TASK SET:
• A. Transcribe the post about discovering autism between "Thursday, January 14th, 2010" and "and pitch perfect.", inclusive.
• B. Using the post about discovering autism, answer each question on its own line:
(i) On what date was the child born?
(ii) What test was used to check her hearing?
(iii) What did the developmental pediatrician assess her as?

(STUDY TEXT begins)

Posts Tagged ‘how I discovered my child has autism’

How I Discovered She Has Autism

Thursday, January 14th, 2010

Eight years ago of January 09, 2002, I gave birth to healthy, smiling baby.  The first time I saw her all the pains of giving birth were vanished.  She was a precious angel.

The signs of anything different about her was not present at that time.  After all doctors and even new born baby screenings could not really detect if there something wrong with a child and diagnose if a child will and has autism.

She grew-up like an average baby would.  She achieved all her milestones at an average age any other baby would achieve it.  Crawl,  smile, sit down on her own, walk, babble words.  She actually was a fast learner, she already knows how to sing We Will Rock You by Queen and Only Hope by Mandy Moore although the words were not yet that clear she had the tone and pitch perfect.

Until she turned two, everything changed.

At first I thought she doesn’t like her nickname to instead of her A nickname I changed it to her T nickname now.  But still the same problem persist, she doesn’t respond when being called by her name.  She completely ignores you like she can’t hear you.  I made some experiments on my own and made noises of the things that will make her turn her head .  It worked.  But the odd part was she still doesn’t respond when being called.  That’s when I decided to consult an expert.  I thought she probably is deaf or something or some part of her ears were infected or sort.

We went for a BAER test or Brainstem Auditory Evoked Response.  She was put to sleep and they had instruments put on her head to see how her hearing is.  It was normal.

Then we went to a developmental pediatrician who assessed that she is just globally delayed.  Meaning she delayed achievement of one or more of her milestones like on her case her speech and language. Other areas they may be considered globally delayed are delay in their fine and gross motor skills, and/or his personal and social skills.  That she will gain her speech and language at around six or seven years old the doctor said.

(STUDY TEXT ends)
(AVAILABLE DATA begins)

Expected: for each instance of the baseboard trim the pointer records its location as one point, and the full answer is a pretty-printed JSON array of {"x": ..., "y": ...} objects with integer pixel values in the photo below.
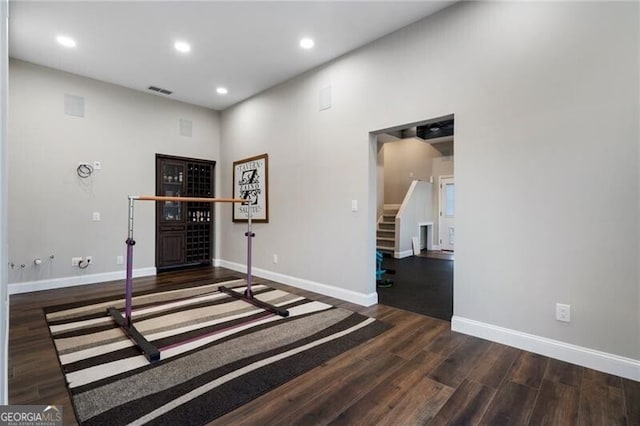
[
  {"x": 597, "y": 360},
  {"x": 402, "y": 254},
  {"x": 326, "y": 289},
  {"x": 54, "y": 283}
]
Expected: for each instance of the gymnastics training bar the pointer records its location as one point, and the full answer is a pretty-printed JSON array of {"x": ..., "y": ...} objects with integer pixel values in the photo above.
[{"x": 150, "y": 351}]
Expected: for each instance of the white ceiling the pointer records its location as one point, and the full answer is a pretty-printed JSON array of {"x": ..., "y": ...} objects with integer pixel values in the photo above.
[{"x": 244, "y": 46}]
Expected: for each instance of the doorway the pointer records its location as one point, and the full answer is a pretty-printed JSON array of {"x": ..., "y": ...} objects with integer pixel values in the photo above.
[{"x": 422, "y": 280}]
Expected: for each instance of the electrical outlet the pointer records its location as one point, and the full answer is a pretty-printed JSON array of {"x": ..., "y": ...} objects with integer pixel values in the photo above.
[{"x": 563, "y": 312}]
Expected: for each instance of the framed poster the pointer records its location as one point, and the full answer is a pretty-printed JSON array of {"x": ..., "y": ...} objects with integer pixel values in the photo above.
[{"x": 251, "y": 182}]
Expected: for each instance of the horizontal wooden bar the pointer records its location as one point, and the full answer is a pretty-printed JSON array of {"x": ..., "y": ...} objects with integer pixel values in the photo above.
[
  {"x": 150, "y": 351},
  {"x": 254, "y": 301},
  {"x": 188, "y": 199}
]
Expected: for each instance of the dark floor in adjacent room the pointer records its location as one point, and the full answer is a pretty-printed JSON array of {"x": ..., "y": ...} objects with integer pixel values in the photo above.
[{"x": 420, "y": 285}]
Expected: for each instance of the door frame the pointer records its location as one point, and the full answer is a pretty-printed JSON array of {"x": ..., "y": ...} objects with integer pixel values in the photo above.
[{"x": 441, "y": 207}]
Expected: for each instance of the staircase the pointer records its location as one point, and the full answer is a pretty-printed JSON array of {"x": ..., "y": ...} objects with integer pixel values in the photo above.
[{"x": 386, "y": 231}]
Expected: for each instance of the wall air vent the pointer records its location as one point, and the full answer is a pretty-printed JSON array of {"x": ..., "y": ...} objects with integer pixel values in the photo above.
[{"x": 160, "y": 90}]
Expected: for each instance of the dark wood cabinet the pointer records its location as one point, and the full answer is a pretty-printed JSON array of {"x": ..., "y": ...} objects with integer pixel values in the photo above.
[{"x": 184, "y": 231}]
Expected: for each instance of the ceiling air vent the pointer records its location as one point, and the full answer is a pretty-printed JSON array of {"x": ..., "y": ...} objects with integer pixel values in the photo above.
[{"x": 160, "y": 90}]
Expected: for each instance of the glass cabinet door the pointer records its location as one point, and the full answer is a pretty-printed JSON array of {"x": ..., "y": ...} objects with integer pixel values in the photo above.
[{"x": 173, "y": 177}]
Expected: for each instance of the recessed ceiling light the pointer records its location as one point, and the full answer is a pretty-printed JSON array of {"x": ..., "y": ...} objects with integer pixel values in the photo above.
[
  {"x": 306, "y": 43},
  {"x": 181, "y": 46},
  {"x": 66, "y": 41}
]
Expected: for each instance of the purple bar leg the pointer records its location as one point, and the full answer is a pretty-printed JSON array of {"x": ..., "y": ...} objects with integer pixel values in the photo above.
[
  {"x": 248, "y": 292},
  {"x": 129, "y": 282}
]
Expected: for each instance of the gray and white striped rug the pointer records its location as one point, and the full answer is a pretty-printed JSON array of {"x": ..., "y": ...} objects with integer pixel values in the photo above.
[{"x": 217, "y": 353}]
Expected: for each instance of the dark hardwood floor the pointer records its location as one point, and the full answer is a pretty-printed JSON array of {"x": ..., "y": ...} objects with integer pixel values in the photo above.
[{"x": 419, "y": 372}]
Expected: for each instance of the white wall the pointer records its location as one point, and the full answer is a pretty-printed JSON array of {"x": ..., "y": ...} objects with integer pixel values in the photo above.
[
  {"x": 409, "y": 159},
  {"x": 4, "y": 298},
  {"x": 406, "y": 160},
  {"x": 416, "y": 208},
  {"x": 51, "y": 207},
  {"x": 547, "y": 209}
]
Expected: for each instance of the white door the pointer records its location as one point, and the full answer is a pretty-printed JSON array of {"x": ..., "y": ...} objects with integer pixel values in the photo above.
[{"x": 446, "y": 228}]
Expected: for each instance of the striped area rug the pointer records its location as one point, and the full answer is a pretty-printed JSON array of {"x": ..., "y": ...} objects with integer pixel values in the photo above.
[{"x": 217, "y": 352}]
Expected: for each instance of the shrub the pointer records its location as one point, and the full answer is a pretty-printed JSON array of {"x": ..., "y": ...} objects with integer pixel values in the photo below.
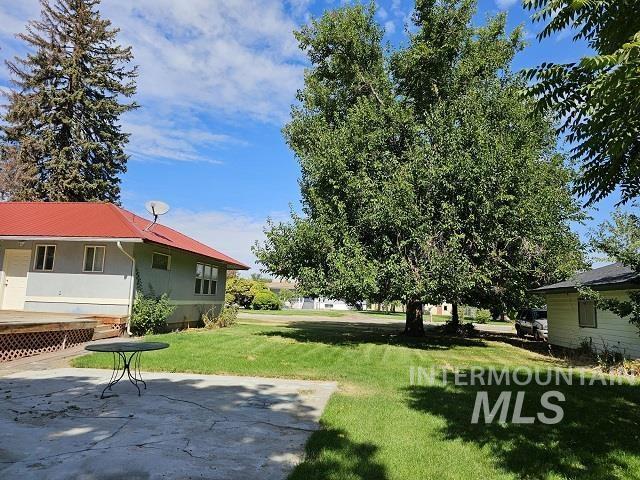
[
  {"x": 150, "y": 313},
  {"x": 227, "y": 317},
  {"x": 483, "y": 316},
  {"x": 265, "y": 301}
]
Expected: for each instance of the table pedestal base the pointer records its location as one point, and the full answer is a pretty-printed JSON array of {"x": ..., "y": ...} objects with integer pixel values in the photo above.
[{"x": 121, "y": 361}]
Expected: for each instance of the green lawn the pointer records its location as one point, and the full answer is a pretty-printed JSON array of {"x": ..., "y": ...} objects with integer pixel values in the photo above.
[
  {"x": 434, "y": 318},
  {"x": 297, "y": 312},
  {"x": 378, "y": 426}
]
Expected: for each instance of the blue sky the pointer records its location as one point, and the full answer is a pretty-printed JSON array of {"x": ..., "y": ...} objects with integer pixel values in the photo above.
[{"x": 217, "y": 78}]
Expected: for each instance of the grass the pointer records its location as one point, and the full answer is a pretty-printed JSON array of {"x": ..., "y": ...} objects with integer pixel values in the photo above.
[{"x": 380, "y": 427}]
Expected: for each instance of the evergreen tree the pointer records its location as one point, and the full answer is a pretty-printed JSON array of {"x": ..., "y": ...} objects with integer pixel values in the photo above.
[{"x": 61, "y": 129}]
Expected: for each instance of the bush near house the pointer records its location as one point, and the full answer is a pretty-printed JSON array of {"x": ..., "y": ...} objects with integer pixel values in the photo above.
[
  {"x": 265, "y": 301},
  {"x": 227, "y": 317},
  {"x": 150, "y": 313}
]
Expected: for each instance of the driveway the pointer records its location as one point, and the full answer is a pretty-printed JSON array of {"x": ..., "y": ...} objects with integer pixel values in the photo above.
[
  {"x": 53, "y": 425},
  {"x": 356, "y": 318}
]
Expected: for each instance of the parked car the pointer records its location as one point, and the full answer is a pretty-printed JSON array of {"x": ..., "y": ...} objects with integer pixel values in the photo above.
[{"x": 532, "y": 321}]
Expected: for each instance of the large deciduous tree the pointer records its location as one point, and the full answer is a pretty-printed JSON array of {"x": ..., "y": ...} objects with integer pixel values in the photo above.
[
  {"x": 596, "y": 99},
  {"x": 61, "y": 128},
  {"x": 426, "y": 174}
]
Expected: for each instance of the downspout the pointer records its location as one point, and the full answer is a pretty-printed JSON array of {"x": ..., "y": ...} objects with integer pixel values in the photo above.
[{"x": 131, "y": 287}]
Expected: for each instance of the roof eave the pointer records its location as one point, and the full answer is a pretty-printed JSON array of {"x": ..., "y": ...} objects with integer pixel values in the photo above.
[
  {"x": 230, "y": 265},
  {"x": 69, "y": 239},
  {"x": 598, "y": 288}
]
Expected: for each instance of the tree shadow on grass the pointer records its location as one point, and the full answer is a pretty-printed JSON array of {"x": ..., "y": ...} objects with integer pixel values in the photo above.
[
  {"x": 597, "y": 438},
  {"x": 330, "y": 454},
  {"x": 353, "y": 334}
]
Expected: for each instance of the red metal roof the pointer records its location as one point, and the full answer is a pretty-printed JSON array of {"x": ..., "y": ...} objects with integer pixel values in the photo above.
[{"x": 95, "y": 220}]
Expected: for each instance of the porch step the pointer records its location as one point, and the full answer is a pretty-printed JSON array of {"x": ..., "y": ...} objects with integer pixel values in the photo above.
[{"x": 105, "y": 331}]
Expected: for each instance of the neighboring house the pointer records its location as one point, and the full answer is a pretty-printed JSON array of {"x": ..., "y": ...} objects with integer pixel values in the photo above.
[
  {"x": 319, "y": 303},
  {"x": 442, "y": 309},
  {"x": 307, "y": 303},
  {"x": 573, "y": 320},
  {"x": 82, "y": 258}
]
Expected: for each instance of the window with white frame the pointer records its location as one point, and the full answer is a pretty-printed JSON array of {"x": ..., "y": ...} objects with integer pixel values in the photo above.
[
  {"x": 45, "y": 258},
  {"x": 93, "y": 258},
  {"x": 206, "y": 279},
  {"x": 160, "y": 261},
  {"x": 587, "y": 316}
]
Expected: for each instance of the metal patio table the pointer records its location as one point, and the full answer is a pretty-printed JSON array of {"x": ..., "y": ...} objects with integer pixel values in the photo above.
[{"x": 122, "y": 363}]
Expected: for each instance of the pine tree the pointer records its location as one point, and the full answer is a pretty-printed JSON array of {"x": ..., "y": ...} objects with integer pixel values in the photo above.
[{"x": 61, "y": 127}]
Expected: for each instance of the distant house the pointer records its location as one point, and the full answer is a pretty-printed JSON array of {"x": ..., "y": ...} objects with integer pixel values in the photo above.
[
  {"x": 83, "y": 258},
  {"x": 307, "y": 303},
  {"x": 572, "y": 320}
]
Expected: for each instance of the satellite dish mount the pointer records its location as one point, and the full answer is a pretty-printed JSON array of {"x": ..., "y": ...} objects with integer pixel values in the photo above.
[{"x": 155, "y": 208}]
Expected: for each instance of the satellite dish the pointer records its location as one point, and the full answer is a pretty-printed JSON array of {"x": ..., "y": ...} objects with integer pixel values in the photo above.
[{"x": 155, "y": 208}]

(AVAILABLE DATA ends)

EXERCISE ANSWERS:
• A.
Thursday, January 14th, 2010

Eight years ago of January 09, 2002, I gave birth to healthy, smiling baby.  The first time I saw her all the pains of giving birth were vanished.  She was a precious angel.

The signs of anything different about her was not present at that time.  After all doctors and even new born baby screenings could not really detect if there something wrong with a child and diagnose if a child will and has autism.

She grew-up like an average baby would.  She achieved all her milestones at an average age any other baby would achieve it.  Crawl,  smile, sit down on her own, walk, babble words.  She actually was a fast learner, she already knows how to sing We Will Rock You by Queen and Only Hope by Mandy Moore although the words were not yet that clear she had the tone and pitch perfect.

• B.
(i) January 09, 2002
(ii) A BAER test (Brainstem Auditory Evoked Response)
(iii) Globally delayed